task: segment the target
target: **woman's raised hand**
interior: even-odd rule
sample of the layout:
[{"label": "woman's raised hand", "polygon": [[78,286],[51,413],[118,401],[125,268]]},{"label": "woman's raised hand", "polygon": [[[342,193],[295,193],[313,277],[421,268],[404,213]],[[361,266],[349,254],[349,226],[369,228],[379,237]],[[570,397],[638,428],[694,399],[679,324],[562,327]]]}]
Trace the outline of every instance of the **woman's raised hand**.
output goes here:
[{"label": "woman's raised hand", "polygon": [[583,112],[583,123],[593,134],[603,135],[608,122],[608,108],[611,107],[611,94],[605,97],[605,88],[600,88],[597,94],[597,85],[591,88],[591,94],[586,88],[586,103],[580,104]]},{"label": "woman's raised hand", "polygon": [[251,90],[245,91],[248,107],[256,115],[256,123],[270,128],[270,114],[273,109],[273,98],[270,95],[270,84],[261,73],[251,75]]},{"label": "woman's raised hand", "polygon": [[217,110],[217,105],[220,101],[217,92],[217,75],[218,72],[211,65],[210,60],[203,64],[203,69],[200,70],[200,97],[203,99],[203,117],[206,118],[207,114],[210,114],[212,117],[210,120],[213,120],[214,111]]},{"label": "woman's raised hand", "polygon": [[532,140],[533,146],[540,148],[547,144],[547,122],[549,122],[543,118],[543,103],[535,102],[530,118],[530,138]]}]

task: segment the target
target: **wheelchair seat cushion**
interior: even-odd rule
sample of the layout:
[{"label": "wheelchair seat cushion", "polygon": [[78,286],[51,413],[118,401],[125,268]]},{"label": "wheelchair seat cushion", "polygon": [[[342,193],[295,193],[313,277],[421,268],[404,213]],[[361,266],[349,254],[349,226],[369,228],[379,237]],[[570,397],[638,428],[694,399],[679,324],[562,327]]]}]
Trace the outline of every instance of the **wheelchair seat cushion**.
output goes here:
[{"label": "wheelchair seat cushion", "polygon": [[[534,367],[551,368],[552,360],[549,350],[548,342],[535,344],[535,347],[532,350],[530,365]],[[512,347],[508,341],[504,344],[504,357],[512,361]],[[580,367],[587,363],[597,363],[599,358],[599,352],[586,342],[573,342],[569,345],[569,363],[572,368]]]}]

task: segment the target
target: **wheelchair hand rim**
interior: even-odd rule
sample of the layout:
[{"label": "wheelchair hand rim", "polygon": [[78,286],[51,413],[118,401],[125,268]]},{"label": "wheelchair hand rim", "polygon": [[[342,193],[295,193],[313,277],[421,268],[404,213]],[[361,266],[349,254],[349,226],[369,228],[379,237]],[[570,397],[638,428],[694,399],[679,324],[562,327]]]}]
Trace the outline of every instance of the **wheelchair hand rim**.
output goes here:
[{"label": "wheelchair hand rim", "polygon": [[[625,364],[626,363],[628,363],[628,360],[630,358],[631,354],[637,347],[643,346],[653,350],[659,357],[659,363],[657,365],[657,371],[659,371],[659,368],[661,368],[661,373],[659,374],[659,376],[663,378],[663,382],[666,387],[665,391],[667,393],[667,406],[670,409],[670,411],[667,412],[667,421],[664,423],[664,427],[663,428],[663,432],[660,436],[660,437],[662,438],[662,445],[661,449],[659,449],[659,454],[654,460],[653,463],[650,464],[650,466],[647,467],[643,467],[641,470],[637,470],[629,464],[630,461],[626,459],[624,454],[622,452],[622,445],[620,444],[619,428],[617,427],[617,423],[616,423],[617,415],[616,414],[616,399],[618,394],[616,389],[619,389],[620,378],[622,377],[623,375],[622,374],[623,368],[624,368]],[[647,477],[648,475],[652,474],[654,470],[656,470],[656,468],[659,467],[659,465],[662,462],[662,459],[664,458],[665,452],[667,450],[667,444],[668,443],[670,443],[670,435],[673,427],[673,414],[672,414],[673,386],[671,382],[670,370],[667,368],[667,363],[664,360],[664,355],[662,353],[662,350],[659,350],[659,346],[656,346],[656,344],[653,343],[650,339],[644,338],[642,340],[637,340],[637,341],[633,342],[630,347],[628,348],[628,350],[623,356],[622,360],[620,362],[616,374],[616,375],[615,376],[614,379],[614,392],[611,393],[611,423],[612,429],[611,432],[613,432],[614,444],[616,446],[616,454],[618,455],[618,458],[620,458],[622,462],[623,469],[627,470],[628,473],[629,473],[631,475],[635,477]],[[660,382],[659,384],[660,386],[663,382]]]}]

---

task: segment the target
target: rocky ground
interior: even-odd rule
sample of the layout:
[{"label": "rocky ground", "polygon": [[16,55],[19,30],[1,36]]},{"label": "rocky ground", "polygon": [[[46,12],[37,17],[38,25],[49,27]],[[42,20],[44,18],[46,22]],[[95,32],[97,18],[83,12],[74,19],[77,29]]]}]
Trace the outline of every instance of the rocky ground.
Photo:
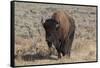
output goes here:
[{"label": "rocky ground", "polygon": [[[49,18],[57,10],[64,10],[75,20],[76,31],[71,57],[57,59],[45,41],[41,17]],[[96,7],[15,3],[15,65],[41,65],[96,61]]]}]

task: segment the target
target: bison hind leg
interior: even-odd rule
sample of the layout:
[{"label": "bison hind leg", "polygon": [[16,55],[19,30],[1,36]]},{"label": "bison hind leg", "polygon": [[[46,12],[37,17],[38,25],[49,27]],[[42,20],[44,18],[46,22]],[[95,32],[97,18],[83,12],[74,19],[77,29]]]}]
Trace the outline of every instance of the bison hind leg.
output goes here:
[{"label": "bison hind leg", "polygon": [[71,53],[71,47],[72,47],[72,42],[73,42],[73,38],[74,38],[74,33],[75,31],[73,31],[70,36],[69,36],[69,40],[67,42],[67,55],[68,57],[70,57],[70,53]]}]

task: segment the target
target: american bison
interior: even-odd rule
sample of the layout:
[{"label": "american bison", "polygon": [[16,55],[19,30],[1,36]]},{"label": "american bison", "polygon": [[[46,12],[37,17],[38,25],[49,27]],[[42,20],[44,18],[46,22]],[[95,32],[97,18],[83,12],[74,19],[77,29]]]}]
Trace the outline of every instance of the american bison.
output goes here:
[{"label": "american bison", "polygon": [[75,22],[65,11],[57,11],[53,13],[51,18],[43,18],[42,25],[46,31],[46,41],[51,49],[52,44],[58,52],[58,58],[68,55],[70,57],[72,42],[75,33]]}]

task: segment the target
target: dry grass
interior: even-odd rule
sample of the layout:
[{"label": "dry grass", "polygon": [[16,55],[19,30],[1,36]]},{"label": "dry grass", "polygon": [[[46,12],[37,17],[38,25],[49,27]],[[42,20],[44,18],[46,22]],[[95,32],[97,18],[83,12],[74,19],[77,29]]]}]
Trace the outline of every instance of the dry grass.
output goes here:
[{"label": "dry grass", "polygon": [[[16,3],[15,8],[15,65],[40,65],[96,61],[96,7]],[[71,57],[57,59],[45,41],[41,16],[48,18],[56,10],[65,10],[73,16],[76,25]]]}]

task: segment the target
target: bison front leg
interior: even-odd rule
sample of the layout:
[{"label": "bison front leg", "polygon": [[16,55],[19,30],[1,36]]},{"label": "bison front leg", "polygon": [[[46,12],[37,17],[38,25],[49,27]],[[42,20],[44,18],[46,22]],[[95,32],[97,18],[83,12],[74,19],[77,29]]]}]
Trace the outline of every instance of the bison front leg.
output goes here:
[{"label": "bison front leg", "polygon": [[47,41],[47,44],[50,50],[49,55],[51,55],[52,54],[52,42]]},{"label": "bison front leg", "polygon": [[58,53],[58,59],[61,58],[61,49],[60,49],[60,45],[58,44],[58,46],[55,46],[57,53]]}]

→ Requirements:
Copy every line of the items above that contains the string "grass". Case counts.

→ Full answer:
target: dry grass
[{"label": "dry grass", "polygon": [[16,55],[19,30],[1,36]]},{"label": "dry grass", "polygon": [[[46,12],[37,17],[38,25],[49,27]],[[42,20],[44,18],[46,22]],[[95,32],[97,18],[83,12],[74,19],[77,29]]]}]
Trace the outline of every instance of the dry grass.
[{"label": "dry grass", "polygon": [[[16,3],[15,8],[15,65],[40,65],[96,61],[96,7]],[[71,57],[57,59],[45,41],[41,16],[48,18],[56,10],[65,10],[73,16],[76,25]]]}]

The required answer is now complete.